*** Opening Source extract ***
Right now, on daily basis, more than 50 flights land in Srinagar. The highest number of flights landing in Srinagar was 53 in a day, excluding the charters, if any.
By an average five to eight thousand people fly in on daily basis. “I am told there is a commercial transport deficit and it will take some time to manage this,” Sheikh Ashiq, President of Kashmir Chamber of Commerce said. “The rush is helping us to identify the weak points so that they can be tackled.” An airport official said that though the airport is working to the maximum of its capacity if there are more flights, they will fly with a full load.
The impressive numbers, however, are offering a challenge to Kashmir’s hospitality sector and the tourism planners. “Sustaining this tempo is the biggest challenge,” Burza said, insisting that it can only be done with the help of the government.
Stakeholders in Kashmir’s hospitality sector are unhappy that the tourist arrivals are being converted into a barometer of normalcy and peace. This, they say was being done earlier by the state governments as well and it took them a lot of time to convince the policymakers to delink arrivals from peace. “Tourists will come to a place only when there is peace,” said one hotelier. “We must also understand the fragile nature of our sector. Things are looking up well and we also need to take our precautions.”
*** Closing Source extract ***
Exercise instructions -> According to the piece on Kashmir tourism, what is the highest number of flights that have landed in Srinagar in one day? The records that come next have nothing to do with this.
*** Opening Extracted material ***
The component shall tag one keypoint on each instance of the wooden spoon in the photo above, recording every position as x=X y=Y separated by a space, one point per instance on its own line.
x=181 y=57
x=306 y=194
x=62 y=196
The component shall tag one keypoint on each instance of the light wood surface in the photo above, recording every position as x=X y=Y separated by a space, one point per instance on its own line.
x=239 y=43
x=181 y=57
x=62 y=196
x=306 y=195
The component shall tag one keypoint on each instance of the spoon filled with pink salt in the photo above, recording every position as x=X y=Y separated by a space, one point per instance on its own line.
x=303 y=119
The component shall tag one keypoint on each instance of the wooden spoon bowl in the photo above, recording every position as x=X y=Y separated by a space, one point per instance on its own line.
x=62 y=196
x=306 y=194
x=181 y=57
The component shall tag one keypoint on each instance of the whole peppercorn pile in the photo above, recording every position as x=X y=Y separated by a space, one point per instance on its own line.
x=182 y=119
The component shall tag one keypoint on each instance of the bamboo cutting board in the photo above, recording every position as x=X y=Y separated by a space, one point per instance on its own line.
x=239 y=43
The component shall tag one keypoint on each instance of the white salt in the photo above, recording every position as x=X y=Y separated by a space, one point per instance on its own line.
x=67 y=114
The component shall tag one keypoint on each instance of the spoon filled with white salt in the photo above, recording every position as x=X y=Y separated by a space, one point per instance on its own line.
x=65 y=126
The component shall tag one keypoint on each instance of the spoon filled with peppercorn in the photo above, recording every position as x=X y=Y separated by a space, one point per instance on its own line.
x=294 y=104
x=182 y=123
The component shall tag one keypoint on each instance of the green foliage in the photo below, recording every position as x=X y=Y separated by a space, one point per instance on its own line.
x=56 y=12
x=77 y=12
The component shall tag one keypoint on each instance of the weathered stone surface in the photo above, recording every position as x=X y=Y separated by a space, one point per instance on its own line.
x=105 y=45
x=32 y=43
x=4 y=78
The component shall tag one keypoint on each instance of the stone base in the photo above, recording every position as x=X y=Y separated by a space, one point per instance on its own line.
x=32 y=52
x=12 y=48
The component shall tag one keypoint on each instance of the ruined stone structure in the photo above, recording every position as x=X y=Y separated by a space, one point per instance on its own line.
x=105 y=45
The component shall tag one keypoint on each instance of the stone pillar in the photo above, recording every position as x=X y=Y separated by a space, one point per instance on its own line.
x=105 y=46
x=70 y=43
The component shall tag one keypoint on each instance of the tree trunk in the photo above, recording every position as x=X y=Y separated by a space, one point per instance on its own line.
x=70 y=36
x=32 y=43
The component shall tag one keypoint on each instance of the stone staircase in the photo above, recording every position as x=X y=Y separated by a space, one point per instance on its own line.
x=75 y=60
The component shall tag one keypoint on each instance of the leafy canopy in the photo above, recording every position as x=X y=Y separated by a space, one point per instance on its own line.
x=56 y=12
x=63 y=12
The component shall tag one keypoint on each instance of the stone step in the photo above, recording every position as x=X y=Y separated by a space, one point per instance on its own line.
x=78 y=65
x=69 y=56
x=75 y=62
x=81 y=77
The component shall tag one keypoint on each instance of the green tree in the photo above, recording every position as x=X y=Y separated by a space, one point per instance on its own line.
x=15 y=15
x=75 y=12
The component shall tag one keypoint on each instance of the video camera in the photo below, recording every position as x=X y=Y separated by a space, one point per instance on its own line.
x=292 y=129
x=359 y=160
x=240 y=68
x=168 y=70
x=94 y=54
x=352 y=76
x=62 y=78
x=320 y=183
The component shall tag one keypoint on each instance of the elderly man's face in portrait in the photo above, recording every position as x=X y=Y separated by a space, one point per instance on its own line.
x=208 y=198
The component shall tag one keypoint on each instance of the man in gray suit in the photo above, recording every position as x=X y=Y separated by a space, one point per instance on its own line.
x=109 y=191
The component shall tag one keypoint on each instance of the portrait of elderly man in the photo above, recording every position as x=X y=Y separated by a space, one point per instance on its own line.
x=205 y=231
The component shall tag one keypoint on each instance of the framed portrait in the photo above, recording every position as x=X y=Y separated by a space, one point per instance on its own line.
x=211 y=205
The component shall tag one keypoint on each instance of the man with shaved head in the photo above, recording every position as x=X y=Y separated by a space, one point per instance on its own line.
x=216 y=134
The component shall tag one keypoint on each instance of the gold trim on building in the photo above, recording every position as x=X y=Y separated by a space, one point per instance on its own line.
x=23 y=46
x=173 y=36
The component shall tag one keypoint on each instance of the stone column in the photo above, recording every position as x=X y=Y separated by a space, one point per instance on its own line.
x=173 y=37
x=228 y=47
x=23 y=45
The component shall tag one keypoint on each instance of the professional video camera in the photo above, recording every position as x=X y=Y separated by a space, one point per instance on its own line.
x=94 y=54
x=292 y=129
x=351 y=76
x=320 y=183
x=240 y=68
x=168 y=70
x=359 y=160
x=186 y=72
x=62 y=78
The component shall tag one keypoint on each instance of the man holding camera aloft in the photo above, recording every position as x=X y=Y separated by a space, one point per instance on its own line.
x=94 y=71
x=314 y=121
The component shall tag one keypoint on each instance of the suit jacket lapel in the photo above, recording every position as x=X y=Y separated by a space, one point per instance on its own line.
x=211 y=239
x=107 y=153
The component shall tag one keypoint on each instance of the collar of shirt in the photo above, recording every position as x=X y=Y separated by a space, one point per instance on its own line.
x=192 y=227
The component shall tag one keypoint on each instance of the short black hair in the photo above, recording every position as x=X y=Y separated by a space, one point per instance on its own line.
*** Closing Extracted material ***
Finished task -> 53 flights, not counting any charters.